### MATERIAL SHOWN
[Start of Attachment]

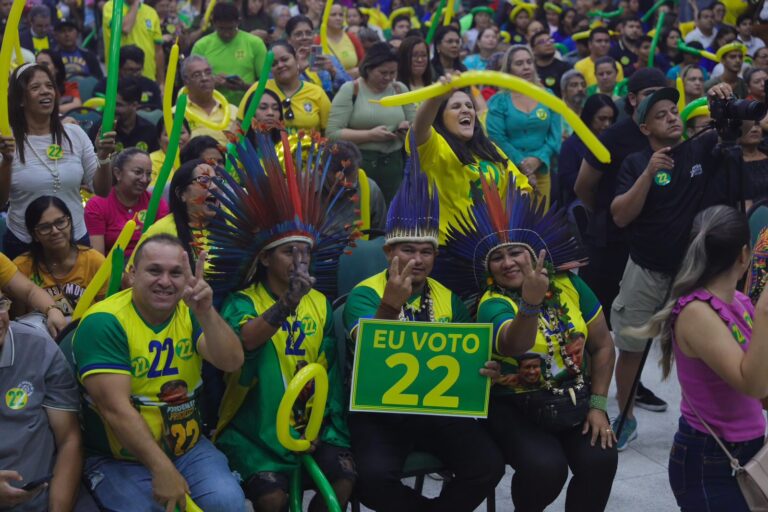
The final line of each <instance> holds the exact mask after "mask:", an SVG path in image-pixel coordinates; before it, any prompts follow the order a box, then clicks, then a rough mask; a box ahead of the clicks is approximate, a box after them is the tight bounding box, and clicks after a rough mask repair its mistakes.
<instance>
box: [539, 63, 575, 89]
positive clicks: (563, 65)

[End of Attachment]
[Start of Attachment]

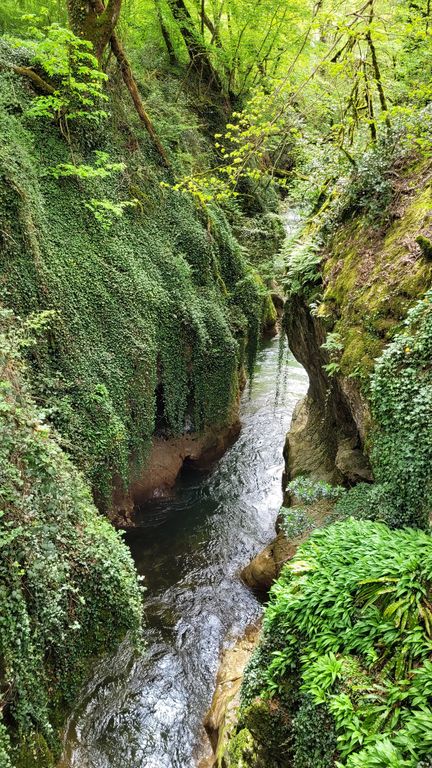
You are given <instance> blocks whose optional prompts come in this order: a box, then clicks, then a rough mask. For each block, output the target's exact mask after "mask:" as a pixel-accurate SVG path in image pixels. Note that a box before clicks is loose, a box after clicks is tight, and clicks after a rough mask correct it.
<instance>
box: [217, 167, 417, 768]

[End of Attachment]
[Start of Attachment]

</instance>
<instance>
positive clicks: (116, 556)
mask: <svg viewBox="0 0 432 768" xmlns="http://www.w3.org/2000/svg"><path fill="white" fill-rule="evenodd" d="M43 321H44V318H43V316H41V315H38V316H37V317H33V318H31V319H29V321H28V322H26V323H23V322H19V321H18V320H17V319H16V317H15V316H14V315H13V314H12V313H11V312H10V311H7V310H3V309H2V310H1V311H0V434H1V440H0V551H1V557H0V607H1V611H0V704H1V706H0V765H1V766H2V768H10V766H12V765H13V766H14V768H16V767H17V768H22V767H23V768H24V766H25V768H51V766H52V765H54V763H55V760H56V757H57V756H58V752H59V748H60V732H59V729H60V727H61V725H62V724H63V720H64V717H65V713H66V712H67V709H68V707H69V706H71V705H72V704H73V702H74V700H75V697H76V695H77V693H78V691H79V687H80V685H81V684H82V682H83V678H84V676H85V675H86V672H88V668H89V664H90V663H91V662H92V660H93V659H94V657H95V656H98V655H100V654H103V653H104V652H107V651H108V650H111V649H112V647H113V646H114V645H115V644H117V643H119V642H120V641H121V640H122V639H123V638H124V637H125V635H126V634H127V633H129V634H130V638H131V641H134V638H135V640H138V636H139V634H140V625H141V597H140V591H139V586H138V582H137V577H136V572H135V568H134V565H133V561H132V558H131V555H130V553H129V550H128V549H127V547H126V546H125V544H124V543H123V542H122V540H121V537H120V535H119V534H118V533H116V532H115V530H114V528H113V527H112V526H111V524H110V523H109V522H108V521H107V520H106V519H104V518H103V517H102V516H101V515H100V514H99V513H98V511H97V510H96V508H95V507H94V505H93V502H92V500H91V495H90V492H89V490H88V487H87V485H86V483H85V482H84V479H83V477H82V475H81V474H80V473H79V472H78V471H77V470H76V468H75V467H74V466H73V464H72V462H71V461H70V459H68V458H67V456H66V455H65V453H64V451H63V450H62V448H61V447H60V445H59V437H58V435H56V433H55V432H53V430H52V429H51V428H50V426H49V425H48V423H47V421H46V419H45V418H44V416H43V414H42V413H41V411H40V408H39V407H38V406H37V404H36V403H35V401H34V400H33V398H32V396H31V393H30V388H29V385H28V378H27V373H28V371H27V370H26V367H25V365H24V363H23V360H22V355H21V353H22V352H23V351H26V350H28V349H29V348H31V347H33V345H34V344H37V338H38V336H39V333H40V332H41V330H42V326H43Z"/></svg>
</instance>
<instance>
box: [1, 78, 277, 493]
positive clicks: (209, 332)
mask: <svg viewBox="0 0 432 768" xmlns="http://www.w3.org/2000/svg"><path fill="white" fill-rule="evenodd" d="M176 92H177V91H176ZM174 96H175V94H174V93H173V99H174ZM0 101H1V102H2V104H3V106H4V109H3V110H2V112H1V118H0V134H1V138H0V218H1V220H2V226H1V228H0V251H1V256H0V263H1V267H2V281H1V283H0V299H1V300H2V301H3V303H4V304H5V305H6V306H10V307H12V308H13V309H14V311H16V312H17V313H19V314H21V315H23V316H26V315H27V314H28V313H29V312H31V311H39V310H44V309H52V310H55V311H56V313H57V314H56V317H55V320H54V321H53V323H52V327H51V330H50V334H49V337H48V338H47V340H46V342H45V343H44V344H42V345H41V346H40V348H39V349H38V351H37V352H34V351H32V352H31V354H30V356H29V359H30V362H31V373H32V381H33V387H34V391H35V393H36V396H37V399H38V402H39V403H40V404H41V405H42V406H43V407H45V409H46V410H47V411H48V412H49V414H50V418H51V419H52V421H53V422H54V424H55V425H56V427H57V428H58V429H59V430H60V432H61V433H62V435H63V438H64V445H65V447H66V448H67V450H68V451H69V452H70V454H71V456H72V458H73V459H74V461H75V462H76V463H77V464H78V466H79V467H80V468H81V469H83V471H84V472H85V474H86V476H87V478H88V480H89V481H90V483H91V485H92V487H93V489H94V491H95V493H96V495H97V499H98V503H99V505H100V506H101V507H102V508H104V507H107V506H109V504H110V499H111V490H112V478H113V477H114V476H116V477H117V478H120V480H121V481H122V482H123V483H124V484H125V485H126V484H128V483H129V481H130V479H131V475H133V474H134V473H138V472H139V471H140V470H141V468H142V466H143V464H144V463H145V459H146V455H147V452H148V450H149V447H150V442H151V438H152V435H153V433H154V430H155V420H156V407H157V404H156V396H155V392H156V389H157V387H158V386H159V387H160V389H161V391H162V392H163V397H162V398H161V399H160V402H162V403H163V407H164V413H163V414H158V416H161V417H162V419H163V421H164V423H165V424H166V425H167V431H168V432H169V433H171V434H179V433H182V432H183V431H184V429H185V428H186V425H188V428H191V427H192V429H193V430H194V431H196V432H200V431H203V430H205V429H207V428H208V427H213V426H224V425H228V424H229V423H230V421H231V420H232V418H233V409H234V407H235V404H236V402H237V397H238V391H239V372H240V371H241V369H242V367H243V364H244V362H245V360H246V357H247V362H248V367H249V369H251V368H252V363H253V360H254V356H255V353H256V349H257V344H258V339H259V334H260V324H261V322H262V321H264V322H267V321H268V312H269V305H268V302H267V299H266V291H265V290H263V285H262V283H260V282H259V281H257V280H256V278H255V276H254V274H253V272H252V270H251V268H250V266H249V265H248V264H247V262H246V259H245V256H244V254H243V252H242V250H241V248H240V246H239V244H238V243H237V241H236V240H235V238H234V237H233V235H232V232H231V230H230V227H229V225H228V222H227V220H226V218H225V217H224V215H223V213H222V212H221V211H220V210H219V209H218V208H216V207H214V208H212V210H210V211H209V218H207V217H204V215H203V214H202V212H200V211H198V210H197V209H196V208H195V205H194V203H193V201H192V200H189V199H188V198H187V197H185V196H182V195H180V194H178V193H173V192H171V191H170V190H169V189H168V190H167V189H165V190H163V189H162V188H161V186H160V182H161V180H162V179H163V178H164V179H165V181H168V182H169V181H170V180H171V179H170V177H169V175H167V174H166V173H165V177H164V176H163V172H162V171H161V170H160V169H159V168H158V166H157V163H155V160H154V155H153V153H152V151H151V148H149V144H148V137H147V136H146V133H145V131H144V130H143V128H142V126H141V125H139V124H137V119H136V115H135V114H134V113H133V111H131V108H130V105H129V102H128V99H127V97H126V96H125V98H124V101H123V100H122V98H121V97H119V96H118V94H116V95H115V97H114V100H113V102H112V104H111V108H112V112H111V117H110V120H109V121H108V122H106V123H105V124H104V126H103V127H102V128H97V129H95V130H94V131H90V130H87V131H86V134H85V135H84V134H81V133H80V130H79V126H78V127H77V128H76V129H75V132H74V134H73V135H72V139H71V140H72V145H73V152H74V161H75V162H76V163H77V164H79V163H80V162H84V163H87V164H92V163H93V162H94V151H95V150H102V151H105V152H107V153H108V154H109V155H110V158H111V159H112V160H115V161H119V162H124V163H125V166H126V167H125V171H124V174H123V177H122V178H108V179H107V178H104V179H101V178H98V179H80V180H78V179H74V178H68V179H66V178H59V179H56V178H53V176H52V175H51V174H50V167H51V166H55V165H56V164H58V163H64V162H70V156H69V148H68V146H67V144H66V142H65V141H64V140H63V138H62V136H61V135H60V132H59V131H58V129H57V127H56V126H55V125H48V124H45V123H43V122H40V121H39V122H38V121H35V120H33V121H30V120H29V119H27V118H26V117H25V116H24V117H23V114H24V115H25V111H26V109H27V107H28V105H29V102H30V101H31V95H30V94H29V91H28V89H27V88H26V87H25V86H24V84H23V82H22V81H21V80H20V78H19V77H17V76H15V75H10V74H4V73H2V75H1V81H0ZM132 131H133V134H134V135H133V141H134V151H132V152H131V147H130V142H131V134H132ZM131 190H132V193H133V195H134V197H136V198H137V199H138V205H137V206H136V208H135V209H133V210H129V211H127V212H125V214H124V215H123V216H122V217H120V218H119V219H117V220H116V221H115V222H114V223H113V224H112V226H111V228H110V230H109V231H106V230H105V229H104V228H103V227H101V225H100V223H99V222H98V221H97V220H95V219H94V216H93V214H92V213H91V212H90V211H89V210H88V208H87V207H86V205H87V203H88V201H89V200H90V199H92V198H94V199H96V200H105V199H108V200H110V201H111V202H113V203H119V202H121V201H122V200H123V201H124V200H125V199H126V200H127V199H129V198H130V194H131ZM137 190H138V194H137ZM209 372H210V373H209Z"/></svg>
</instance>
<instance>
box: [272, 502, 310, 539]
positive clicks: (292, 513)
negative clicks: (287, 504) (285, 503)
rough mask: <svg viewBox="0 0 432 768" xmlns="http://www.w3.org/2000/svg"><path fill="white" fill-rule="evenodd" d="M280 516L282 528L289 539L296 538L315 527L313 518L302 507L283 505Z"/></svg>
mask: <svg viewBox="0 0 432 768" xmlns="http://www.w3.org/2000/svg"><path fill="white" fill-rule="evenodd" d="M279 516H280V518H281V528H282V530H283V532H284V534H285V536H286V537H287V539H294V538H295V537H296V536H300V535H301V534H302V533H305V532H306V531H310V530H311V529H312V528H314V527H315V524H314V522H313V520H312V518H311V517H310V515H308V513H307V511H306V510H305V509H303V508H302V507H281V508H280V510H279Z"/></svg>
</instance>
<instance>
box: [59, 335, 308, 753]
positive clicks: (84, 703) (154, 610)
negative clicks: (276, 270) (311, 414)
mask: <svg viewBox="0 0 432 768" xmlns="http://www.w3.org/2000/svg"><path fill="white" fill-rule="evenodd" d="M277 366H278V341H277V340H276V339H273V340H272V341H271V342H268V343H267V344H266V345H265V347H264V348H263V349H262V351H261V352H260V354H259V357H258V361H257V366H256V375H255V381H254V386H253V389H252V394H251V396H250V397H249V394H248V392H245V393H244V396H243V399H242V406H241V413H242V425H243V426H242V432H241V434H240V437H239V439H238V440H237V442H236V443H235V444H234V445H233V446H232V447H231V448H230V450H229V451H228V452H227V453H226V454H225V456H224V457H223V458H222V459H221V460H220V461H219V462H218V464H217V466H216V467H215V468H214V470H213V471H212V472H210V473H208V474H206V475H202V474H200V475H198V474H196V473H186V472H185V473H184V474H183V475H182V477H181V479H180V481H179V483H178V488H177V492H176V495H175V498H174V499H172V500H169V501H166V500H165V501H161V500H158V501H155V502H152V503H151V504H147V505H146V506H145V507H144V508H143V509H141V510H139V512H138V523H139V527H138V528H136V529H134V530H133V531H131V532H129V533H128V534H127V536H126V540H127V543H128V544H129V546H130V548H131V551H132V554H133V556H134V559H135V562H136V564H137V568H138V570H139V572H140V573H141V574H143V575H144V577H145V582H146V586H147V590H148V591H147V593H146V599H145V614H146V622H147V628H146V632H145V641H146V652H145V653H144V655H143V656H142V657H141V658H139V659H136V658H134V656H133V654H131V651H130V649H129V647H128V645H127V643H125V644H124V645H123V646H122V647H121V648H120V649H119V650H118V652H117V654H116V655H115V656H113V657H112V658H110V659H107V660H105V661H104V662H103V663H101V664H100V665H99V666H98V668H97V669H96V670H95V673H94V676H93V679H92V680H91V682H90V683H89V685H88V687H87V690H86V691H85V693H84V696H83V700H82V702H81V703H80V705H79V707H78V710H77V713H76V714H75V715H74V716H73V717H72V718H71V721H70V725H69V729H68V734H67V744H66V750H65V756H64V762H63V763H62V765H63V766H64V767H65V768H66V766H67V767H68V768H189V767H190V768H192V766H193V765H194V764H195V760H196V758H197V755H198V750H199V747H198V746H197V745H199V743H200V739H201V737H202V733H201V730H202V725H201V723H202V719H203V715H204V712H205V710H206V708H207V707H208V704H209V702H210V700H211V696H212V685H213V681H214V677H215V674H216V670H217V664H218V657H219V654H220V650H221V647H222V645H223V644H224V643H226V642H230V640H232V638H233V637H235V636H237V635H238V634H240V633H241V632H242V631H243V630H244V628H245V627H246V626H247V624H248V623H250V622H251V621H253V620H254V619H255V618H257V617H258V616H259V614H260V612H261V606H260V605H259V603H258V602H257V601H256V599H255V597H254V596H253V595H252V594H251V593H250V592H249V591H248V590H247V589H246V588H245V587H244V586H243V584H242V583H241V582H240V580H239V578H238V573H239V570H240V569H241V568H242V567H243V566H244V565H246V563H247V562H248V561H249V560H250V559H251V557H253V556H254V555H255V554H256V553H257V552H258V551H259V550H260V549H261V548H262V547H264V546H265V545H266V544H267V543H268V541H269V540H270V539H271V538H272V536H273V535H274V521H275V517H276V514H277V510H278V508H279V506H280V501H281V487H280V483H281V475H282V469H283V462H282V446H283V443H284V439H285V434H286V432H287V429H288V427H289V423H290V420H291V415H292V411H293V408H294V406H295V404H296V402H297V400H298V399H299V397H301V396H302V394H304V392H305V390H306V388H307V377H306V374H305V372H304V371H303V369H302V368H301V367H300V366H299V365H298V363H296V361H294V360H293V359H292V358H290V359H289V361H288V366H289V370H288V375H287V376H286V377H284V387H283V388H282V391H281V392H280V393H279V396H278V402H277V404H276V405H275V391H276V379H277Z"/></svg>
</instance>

[End of Attachment]

### REQUIRED ACTION
Lines containing the word "before" are to be pulled from the records and copied.

### REPLY TO THE EXERCISE
The final line of each <instance> holds the exact mask after "mask:", an SVG path in image-pixel coordinates; before it, any prompts follow the order a box, then clicks, then a rough mask; a box ahead of the clicks is approximate, a box after them is the tight bounding box, and clicks after a rough mask repair its mistakes.
You are given <instance> blocks whose optional prompts come in this order: a box, then clicks, then a rough mask. For each block, output the target's exact mask after "mask:" as a pixel-accurate SVG path in image pixels. Note that a box before clicks is loose, a box after clicks is tight, and clicks after a rough mask correct it.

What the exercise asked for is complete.